---- Entradas do exercício

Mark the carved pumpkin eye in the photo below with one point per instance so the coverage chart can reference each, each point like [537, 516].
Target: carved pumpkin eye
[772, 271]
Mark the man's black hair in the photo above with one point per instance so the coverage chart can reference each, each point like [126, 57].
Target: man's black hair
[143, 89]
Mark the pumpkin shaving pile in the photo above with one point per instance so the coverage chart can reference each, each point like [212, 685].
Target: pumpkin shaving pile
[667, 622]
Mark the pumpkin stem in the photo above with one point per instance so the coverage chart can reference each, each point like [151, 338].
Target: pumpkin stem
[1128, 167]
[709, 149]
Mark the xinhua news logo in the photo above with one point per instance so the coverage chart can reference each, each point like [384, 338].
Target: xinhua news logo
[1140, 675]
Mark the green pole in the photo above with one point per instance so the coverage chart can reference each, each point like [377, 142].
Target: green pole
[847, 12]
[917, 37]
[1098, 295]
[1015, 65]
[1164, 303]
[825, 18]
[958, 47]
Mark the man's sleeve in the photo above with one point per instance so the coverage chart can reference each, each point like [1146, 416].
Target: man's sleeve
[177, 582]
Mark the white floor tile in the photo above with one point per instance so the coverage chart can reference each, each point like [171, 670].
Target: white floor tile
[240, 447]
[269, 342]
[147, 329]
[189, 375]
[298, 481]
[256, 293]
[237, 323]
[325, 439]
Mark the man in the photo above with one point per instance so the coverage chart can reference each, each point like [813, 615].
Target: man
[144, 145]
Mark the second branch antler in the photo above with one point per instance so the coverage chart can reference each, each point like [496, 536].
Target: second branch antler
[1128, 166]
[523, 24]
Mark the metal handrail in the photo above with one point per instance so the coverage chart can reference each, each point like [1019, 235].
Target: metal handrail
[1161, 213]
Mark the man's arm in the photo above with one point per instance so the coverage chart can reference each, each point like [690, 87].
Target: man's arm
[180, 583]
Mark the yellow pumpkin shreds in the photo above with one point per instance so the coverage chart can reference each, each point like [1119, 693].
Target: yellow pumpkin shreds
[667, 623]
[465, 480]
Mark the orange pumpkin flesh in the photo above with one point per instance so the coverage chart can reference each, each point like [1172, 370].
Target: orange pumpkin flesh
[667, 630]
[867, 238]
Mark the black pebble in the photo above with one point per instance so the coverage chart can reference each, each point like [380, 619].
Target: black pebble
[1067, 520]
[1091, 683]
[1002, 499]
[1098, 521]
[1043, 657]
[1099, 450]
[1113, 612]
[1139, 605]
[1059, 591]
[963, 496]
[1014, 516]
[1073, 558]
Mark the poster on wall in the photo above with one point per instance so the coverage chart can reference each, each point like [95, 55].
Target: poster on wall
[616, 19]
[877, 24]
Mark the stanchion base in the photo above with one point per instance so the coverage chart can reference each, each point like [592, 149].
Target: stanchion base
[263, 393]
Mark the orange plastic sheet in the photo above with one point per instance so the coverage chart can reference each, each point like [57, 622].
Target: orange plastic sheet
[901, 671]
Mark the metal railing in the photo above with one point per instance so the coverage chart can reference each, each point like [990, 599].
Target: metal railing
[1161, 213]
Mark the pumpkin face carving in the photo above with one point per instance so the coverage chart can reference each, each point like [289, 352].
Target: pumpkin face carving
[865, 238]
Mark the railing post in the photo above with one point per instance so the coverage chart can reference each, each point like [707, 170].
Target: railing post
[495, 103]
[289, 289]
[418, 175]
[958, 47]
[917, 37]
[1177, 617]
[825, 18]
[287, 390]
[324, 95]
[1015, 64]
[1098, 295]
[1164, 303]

--------

Coloque todas as entradas acima em um CSV de duas colunas, com os cabeçalhos texto e resposta, uma linha por entrada. Cada linha deve trazer o texto completo da entrada e a sua resposta, cada um em um único campo entre aspas, com as quebras de linha trocadas por espaços.

texto,resposta
"Mark the carved pumpkin eye in the photo below with one point per instance so the coverage chart can reference each, each point like [537, 516]. Target: carved pumpkin eye","[772, 271]"
"Mark the man's black hair in the photo above with one point per instance so the coverage chart can reference each, each point like [126, 57]. Target: man's black hair","[143, 89]"
"Mark the pumpkin shaving pile in the photo above with one point per instance so the coverage chart can reference each, each point like [212, 685]. Target: pumpkin shaving pile","[667, 622]"
"Mark the pumpkin stem in the photo above with one point per instance so the coverage chart can reference each, each point like [151, 338]. Target: pumpkin stem","[1128, 167] [709, 149]"
"Mark the xinhua news logo in the photo above with one point per instance so the coverage chart can reference each, each point like [384, 338]. Target: xinhua news logo","[1140, 675]"
"Mark the green pole in the photo above with one point per instance so the coverage chart can reference each, each point like [377, 142]. Target: green pole","[847, 12] [917, 37] [1098, 295] [1015, 65] [1164, 303] [825, 18] [958, 47]"
"Mark the man's sleeve in the photo above with one point per instance so the coverage chart can reference each, each point like [1146, 416]. Target: man's sleeve","[177, 582]"
"Mark the white floor tile in the photo above with one point per instance so the coverage chart can reference each, each point like [171, 670]. Target: white floor tile","[240, 447] [269, 342] [147, 329] [189, 375] [298, 481] [256, 293] [237, 323] [325, 439]"
"Mark the man in the photo above with one point per instance so the coverage chart can reference each, each point like [813, 615]. Target: man","[144, 145]"
"Mark the second branch antler in the photo above with one point per instance so the coverage chart can reference each, each point like [496, 536]. Target: second branch antler","[1128, 166] [523, 24]"
"Mark the metal handrail in the photo above with one point per instance so the coverage chart can reference each, each point like [1019, 235]. Target: metal handrail","[1161, 213]"
"Mark the man's arm in the photo above with one point per instance so the coverage chart can reference each, each point like [690, 87]. Target: man's arm","[180, 583]"
"Mark the yellow pumpkin shreds in the photo above with one point per instance so the coverage chart can reference each, each point like [1119, 693]. Target: yellow pumpkin shreds","[667, 623] [465, 480]"
"Mark the orange pumpkin flesh in the photo above with one point per instance so the coverage chart can reference each, each point like [1172, 370]. Target: orange pumpkin flesh","[667, 630] [867, 238]"
"Mark the black pebble in the photo above with one point per instance so the coverage chart can reference each, each point like [380, 619]. Target: black pebble","[1067, 520] [1091, 683] [1002, 499] [1098, 521] [1043, 657] [1099, 450] [1113, 612] [1139, 605] [1059, 591] [963, 496] [1014, 516] [1073, 558]"
"Mark the poster on wall in the photo above with one point per instance so the coverage chart can reference each, each point like [95, 55]. Target: poster on wall","[616, 19] [877, 24]"
"Mark the stanchion base in the photo above with one point per instance so the coverage chart can reference each, each point like [592, 149]. Target: stanchion base","[263, 393]"
"Mark the orange plastic sheet in the photo above with one point per instance so the coverage chart can reference each, each point like [57, 622]. Target: orange plastic sheet","[901, 671]"
"Mark the metal railing in the photo above with one point per instance so the coverage chart can reference each, each point like [990, 599]. Target: metal railing","[1161, 213]"
"Mark the pumpkin face carving in the photo above with one point per instance so the coverage chart can reference each, each point like [289, 352]. Target: pumpkin face carving","[865, 238]"
"Mark the railing post in the photo above with one point per instance so the coverage chart can reference each, each point like [707, 170]. Target: railing post","[495, 103] [289, 289] [418, 175] [958, 47] [917, 37] [1177, 617] [825, 18] [287, 390] [324, 95] [1015, 64] [1098, 295] [1164, 303]"